Return the lines of the data below from the line with "Could you spot the bird's claw" to the line with "(1071, 697)", copying each one without any change.

━━━━━ Given records ━━━━━

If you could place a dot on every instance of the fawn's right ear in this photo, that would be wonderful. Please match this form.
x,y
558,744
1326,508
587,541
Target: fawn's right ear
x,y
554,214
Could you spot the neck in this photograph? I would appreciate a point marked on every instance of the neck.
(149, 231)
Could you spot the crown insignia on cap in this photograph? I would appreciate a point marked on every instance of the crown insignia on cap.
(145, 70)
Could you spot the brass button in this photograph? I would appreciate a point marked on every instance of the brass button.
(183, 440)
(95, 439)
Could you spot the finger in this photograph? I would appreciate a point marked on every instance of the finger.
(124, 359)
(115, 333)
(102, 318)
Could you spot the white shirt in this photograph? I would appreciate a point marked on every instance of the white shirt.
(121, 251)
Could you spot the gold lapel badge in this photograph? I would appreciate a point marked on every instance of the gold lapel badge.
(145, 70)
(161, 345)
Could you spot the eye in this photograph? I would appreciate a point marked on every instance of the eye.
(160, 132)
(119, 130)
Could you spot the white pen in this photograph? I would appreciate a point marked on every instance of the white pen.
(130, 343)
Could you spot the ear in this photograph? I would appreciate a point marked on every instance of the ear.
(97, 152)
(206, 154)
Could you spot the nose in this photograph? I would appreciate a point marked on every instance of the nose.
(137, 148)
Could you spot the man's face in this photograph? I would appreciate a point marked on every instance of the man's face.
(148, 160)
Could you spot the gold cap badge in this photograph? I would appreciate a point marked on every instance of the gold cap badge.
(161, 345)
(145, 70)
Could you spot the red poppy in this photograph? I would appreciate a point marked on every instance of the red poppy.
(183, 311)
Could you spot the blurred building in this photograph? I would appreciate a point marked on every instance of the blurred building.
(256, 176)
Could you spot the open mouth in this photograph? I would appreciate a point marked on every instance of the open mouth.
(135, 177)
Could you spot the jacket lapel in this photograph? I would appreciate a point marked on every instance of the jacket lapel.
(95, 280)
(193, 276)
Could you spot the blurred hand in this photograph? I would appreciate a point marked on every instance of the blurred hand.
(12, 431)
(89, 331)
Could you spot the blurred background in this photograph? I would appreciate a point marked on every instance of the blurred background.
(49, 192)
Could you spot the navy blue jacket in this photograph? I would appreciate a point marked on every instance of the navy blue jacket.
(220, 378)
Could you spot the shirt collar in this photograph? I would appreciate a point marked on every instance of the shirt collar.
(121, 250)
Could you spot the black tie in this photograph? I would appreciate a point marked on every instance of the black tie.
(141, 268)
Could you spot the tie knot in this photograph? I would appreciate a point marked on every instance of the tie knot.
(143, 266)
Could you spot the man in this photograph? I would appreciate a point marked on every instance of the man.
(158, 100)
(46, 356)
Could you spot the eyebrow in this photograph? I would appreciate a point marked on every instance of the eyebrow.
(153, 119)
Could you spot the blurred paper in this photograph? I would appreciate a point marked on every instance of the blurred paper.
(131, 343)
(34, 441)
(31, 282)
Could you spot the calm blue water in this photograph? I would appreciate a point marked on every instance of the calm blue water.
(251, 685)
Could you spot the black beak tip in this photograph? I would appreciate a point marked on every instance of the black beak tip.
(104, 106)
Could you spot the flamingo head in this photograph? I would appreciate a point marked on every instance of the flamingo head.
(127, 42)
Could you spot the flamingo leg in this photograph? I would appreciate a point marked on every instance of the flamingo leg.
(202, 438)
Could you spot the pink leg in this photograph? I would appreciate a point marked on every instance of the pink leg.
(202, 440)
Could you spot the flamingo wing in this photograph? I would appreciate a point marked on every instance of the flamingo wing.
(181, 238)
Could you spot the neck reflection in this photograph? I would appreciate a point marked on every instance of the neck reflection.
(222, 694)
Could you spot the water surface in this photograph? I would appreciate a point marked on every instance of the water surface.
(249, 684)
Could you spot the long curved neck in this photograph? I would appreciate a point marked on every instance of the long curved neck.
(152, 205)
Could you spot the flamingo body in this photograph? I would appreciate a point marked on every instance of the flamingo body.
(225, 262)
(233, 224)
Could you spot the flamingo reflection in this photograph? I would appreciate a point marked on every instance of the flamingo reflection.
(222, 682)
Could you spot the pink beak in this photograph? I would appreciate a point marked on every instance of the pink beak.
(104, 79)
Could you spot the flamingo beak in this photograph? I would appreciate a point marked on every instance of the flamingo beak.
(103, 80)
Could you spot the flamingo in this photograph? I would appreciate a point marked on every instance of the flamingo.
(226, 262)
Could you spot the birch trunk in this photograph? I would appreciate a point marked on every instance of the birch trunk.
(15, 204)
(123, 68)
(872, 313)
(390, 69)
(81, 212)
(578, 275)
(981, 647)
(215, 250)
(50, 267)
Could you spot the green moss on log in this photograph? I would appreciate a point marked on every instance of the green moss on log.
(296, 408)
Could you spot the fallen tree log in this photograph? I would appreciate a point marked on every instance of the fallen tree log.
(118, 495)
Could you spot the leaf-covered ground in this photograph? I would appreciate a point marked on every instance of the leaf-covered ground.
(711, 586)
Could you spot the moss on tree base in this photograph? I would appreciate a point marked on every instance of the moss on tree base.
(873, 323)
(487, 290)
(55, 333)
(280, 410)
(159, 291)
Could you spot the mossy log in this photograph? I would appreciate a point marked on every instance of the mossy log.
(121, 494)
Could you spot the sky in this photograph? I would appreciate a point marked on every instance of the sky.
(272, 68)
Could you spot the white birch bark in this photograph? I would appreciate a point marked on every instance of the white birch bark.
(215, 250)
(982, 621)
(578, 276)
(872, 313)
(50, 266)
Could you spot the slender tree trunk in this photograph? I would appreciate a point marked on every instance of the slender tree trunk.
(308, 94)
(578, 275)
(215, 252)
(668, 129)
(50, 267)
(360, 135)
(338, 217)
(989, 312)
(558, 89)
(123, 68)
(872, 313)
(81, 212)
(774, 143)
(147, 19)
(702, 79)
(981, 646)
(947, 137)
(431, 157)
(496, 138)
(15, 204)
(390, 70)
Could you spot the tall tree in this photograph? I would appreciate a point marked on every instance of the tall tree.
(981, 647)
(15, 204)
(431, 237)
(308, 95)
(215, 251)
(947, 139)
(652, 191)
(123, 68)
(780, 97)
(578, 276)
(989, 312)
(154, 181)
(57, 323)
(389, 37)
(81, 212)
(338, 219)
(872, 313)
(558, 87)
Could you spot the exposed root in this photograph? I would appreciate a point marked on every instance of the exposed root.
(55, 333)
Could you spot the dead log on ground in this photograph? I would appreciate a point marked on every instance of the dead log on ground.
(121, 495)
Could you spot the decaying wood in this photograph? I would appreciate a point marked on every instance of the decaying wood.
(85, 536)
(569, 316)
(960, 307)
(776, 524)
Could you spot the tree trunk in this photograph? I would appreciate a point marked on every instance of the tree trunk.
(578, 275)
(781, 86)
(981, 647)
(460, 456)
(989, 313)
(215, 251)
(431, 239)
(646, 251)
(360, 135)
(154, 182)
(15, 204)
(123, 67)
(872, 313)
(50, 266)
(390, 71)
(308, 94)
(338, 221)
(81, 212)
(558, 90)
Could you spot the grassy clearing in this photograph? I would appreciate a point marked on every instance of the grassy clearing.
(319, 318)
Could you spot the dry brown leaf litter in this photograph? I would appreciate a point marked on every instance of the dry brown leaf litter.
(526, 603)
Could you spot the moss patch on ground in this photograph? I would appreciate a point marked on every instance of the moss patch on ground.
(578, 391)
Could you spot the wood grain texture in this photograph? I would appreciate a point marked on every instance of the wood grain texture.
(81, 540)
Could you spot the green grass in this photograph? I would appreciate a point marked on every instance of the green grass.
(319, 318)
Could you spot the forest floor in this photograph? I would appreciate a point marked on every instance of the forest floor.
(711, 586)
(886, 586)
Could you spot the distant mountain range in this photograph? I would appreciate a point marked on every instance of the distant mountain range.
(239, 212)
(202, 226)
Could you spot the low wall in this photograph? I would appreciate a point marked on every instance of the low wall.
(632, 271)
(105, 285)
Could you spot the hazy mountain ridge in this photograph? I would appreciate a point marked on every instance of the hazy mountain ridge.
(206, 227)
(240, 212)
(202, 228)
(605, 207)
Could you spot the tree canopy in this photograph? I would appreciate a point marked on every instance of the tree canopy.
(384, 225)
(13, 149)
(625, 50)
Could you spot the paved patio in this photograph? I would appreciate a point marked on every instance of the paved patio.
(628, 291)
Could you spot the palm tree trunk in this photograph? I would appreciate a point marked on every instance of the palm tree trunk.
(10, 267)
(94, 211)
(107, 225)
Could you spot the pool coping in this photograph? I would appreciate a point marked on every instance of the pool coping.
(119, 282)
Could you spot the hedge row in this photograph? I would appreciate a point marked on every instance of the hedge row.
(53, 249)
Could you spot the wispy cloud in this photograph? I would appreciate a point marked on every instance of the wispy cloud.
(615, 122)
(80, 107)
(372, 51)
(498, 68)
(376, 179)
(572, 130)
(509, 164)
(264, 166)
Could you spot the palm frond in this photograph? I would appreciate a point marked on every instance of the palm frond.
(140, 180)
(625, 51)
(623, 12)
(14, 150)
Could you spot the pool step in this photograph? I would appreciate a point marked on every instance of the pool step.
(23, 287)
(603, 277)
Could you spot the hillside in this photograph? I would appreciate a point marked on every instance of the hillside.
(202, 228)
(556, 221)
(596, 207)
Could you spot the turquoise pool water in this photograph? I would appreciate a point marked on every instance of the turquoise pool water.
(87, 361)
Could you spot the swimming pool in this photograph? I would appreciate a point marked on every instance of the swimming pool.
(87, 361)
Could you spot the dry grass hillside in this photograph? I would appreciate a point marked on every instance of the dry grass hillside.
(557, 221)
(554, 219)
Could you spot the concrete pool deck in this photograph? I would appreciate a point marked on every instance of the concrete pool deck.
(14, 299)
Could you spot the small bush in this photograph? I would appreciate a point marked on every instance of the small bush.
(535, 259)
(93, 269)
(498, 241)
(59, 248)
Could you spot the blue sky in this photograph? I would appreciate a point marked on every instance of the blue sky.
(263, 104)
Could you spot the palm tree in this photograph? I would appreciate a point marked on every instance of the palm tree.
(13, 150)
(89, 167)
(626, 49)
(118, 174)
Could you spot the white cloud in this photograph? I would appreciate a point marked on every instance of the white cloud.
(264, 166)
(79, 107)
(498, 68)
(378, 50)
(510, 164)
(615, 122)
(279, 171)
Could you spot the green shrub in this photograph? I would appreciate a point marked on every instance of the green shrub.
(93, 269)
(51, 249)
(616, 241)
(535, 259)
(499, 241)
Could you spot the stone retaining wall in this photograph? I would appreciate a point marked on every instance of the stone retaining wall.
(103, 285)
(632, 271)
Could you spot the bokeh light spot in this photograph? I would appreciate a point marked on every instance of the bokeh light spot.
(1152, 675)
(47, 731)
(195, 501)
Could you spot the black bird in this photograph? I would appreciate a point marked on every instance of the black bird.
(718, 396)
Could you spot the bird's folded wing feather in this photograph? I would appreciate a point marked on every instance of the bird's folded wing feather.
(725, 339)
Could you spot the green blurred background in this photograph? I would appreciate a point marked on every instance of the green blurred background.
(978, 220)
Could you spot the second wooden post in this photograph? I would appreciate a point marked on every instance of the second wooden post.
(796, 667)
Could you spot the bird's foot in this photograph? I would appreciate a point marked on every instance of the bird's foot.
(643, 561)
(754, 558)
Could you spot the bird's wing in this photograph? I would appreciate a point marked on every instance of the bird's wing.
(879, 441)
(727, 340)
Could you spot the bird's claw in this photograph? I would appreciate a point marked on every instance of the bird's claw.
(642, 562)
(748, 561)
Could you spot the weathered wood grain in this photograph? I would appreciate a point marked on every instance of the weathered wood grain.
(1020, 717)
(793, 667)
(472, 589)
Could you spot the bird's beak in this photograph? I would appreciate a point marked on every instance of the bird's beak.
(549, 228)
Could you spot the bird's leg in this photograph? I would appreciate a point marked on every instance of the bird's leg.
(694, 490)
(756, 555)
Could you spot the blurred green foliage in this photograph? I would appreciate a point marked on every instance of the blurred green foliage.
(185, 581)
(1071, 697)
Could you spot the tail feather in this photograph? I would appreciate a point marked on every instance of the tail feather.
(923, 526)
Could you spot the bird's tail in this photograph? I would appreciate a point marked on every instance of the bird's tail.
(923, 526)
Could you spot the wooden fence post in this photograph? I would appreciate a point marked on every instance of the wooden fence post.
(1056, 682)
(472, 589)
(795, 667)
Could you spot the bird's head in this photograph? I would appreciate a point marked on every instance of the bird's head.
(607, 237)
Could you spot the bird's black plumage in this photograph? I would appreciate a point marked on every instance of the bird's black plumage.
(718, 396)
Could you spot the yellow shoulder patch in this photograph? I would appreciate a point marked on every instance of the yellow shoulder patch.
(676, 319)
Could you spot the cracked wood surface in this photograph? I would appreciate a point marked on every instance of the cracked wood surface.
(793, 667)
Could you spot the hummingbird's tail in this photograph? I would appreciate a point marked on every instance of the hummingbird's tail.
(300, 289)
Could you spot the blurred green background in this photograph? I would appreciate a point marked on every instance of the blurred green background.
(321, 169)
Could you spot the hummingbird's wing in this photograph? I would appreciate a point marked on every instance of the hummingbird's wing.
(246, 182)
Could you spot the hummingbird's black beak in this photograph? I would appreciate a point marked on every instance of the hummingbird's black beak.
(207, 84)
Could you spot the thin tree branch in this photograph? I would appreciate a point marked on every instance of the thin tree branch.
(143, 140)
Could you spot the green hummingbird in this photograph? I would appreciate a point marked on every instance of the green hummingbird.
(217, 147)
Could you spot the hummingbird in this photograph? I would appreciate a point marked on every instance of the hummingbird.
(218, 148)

━━━━━

→ **Solution to this exercise**
Could you spot the bird's claw in this photograph? I would appreciate a point marked on every instance of the bird's claw.
(642, 562)
(748, 561)
Could you spot the weathered wood grain in this photograph? I would appreciate a point marked on every instance of the weathered wood grain.
(1020, 717)
(793, 667)
(472, 589)
Could you spot the bird's beak in this photograph? I would appreciate a point marked on every instance of the bird's beak.
(549, 228)
Could you spot the bird's leg in this photograph? I would appreciate a point marked on every instance of the bird's leg.
(694, 490)
(756, 555)
Could you spot the blurred green foliage in this photograph? I would appreciate a point marked on every instance of the blurred green foliage.
(185, 581)
(1071, 697)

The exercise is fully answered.